Using the entries below, output exactly the line containing "phrase -- bridge deck" and all lines that follow it to the end.

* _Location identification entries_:
[Start]

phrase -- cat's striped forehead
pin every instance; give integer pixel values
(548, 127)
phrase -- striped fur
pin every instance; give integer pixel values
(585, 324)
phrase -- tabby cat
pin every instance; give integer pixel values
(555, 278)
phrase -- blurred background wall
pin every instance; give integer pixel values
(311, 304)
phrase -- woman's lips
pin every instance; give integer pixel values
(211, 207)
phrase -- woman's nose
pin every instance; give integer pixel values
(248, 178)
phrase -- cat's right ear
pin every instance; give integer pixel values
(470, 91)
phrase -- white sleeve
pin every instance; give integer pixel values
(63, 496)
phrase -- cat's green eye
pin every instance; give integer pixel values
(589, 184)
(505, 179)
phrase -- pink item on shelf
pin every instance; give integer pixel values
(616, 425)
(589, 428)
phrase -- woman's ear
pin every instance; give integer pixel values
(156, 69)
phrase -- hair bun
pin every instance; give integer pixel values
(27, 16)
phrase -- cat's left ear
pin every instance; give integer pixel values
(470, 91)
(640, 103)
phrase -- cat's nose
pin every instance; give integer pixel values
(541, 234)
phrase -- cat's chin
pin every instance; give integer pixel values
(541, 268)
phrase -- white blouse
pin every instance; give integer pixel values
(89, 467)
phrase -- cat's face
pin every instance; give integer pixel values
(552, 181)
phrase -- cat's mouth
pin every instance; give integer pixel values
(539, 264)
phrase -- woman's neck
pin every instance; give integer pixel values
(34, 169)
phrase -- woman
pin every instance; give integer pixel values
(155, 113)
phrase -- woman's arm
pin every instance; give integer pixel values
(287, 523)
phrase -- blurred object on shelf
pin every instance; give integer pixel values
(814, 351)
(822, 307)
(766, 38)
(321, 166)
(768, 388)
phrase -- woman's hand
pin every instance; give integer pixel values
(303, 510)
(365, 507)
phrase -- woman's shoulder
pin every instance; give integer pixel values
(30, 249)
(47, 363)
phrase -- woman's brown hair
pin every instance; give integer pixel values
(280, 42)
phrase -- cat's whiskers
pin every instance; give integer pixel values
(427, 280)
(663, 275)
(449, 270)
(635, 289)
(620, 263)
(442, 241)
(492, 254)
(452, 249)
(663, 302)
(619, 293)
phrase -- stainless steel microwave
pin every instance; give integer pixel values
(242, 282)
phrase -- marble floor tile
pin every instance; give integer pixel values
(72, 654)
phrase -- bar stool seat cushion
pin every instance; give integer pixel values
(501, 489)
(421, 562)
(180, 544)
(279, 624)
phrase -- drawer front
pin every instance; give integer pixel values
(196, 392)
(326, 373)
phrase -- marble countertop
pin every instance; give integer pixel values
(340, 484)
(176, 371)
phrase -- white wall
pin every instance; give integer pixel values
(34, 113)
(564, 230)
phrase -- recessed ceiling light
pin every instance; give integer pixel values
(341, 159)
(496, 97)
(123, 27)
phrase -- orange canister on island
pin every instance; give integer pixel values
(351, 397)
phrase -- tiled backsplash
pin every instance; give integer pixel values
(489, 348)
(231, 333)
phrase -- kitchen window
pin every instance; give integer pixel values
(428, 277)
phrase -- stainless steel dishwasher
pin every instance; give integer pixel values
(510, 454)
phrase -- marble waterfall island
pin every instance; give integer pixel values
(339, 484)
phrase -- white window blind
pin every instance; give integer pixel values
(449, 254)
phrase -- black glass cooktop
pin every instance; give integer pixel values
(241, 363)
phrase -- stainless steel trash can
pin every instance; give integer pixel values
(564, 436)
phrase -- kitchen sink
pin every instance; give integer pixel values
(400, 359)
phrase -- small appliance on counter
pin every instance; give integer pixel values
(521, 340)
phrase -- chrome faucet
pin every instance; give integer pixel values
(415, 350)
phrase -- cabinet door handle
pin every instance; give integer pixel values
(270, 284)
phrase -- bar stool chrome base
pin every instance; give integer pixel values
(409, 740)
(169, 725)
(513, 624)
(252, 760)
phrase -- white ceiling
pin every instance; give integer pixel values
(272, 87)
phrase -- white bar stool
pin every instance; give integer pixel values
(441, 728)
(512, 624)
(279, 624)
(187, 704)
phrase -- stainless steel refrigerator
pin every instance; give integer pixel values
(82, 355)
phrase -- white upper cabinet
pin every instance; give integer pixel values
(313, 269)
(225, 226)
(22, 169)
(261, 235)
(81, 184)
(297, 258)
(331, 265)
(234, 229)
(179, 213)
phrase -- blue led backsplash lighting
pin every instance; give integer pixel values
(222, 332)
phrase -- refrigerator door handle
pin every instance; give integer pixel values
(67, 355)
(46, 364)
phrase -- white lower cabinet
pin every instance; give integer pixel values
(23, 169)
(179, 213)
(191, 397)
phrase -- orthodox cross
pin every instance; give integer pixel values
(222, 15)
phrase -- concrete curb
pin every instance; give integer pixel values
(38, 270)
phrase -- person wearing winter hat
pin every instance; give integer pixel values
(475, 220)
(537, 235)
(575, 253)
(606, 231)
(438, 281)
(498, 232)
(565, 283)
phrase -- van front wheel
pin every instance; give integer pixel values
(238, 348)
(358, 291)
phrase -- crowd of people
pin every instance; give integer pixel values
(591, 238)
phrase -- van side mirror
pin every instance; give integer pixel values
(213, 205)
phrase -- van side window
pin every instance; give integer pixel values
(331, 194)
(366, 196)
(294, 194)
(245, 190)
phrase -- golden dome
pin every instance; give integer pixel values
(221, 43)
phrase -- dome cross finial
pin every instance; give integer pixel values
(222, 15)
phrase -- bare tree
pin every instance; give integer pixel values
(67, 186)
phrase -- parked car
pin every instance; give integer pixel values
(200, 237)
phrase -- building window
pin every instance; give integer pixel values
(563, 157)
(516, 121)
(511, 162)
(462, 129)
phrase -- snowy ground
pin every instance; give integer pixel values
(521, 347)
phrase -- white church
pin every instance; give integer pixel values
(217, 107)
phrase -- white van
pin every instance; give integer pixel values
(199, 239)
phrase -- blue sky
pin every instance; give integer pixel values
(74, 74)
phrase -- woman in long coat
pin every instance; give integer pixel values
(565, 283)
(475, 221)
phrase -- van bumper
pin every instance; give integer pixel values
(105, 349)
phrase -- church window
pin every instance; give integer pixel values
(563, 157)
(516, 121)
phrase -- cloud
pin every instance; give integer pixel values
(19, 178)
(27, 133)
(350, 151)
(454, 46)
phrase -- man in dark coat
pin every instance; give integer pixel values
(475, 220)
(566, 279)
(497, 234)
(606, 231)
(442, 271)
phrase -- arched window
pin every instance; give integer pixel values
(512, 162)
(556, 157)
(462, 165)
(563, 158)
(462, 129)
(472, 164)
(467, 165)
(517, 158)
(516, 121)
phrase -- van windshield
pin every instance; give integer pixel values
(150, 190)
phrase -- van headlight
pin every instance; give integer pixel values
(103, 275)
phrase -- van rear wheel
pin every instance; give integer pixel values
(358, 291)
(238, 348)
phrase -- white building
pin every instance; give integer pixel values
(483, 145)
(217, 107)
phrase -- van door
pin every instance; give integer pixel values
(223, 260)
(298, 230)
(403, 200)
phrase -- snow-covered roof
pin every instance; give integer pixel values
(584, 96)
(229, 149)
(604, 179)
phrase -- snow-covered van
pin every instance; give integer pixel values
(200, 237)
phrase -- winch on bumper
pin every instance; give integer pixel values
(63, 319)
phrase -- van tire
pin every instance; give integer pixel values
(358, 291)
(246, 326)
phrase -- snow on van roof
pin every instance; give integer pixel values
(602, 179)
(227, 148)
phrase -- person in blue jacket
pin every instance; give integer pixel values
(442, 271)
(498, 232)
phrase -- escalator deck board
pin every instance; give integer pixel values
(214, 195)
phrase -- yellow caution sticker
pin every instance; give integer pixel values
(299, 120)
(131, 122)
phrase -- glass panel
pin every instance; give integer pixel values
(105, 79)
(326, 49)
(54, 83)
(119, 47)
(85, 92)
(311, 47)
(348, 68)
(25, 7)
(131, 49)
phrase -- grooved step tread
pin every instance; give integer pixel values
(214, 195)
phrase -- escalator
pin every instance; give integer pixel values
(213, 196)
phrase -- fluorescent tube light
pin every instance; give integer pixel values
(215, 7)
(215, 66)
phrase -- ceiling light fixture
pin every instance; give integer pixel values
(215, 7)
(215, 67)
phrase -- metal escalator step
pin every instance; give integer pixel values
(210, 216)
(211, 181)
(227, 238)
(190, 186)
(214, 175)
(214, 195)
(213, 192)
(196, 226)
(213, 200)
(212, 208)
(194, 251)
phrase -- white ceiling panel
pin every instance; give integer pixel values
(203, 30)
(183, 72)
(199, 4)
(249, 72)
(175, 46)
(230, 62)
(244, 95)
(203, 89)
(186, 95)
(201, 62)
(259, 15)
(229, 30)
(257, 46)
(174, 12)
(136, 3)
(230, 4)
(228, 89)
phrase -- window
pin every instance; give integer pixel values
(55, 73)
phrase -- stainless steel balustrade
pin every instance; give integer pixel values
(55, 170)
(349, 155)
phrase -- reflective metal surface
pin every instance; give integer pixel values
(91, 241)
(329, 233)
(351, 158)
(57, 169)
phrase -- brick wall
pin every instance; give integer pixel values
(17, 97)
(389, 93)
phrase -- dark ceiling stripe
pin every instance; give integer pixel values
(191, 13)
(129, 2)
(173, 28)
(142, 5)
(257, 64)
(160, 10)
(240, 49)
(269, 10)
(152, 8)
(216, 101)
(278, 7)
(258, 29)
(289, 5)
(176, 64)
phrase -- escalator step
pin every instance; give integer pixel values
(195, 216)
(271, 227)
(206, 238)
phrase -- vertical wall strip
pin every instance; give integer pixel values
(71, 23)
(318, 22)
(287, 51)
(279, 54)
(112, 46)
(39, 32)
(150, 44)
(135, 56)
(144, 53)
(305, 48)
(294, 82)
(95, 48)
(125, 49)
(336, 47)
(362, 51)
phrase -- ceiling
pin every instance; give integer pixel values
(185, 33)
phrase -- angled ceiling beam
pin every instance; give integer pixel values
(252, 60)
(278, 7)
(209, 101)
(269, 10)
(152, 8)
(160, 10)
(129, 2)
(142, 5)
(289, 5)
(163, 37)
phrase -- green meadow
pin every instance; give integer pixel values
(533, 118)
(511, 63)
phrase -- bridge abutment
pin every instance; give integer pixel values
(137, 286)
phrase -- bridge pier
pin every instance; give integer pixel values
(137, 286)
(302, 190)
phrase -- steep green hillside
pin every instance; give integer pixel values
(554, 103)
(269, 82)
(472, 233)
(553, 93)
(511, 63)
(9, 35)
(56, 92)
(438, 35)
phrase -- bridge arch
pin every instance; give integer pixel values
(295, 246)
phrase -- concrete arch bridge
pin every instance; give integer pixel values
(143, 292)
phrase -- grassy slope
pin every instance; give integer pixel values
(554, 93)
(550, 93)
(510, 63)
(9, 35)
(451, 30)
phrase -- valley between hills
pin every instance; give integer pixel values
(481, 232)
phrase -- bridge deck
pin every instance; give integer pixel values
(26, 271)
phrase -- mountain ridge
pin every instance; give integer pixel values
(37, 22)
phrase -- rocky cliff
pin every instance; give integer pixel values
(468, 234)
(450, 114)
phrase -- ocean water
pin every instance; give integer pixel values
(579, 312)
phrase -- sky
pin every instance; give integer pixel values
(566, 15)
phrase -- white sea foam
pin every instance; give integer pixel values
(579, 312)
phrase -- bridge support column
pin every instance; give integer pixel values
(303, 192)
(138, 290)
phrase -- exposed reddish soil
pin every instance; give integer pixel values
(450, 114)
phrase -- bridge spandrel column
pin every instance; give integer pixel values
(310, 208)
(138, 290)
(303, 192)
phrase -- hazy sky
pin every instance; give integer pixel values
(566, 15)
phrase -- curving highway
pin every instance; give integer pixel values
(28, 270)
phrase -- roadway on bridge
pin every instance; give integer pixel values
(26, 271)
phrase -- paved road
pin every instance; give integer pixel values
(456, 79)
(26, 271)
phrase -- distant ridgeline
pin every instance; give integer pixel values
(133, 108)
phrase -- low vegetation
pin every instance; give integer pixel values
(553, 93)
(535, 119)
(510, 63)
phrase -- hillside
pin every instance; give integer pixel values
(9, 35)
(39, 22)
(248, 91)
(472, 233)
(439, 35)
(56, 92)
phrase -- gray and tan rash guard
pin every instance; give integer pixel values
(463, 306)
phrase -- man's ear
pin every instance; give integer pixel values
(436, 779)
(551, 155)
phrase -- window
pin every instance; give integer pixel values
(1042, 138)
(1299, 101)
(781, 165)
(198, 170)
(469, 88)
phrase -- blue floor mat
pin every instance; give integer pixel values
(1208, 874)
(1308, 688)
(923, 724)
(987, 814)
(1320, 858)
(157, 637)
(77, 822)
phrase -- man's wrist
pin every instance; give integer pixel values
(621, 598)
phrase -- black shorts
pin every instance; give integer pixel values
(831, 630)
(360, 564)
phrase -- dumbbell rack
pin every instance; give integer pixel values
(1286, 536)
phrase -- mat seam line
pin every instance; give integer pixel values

[End]

* _TASK RESULT_:
phrase -- bridge deck
pin every instance; give integer pixel values
(26, 271)
phrase -- mountain ridge
pin every instance; give integer pixel values
(37, 22)
phrase -- rocky cliff
pin every instance; give integer pixel values
(468, 234)
(450, 114)
phrase -- ocean water
pin every instance; give integer pixel values
(579, 312)
phrase -- sky
pin every instance; give integer pixel values
(566, 15)
phrase -- white sea foam
pin every instance; give integer pixel values
(579, 312)
phrase -- bridge support column
pin every instance; give integer pixel values
(303, 192)
(138, 290)
phrase -- exposed reddish soil
pin every instance; give integer pixel values
(450, 114)
phrase -- bridge spandrel column
pin every instance; give integer pixel values
(310, 208)
(138, 290)
(303, 192)
phrase -- hazy sky
pin every instance; give integer pixel values
(566, 15)
phrase -- curving highway
pin every instance; give integer pixel values
(28, 270)
phrase -- roadway on bridge
pin every instance; give integer pixel values
(26, 271)
phrase -- paved road
pin every instance; give integer pixel values
(456, 79)
(26, 271)
phrase -- distant ridgeline
pin every instance; give integer pixel values
(133, 108)
phrase -- low vegetation
pin every instance; give integer pixel values
(553, 93)
(535, 119)
(510, 63)
phrase -- hillside
pin every instance; give integer pixel values
(9, 35)
(39, 22)
(248, 91)
(472, 233)
(439, 35)
(56, 92)
phrase -- gray and tan rash guard
pin every instance; give integer pixel values
(463, 306)
phrase -- man's ear
pin every instance; give integer pixel values
(436, 779)
(551, 155)
phrase -- window
pin every instance; give integer pixel values
(1042, 138)
(1299, 101)
(781, 165)
(198, 170)
(469, 88)
phrase -- blue floor mat
pin every instance; give integer pixel values
(1208, 874)
(1308, 688)
(923, 724)
(987, 814)
(1320, 858)
(157, 637)
(77, 822)
phrase -- man's wrist
pin every instance; give integer pixel values
(621, 598)
phrase -- black shorts
pin every instance; give integer pixel values
(831, 630)
(360, 564)
phrase -- dumbbell rack
pin every instance; give integer pixel values
(1286, 536)
phrase -- mat seam line
pin every instance; give integer pixel values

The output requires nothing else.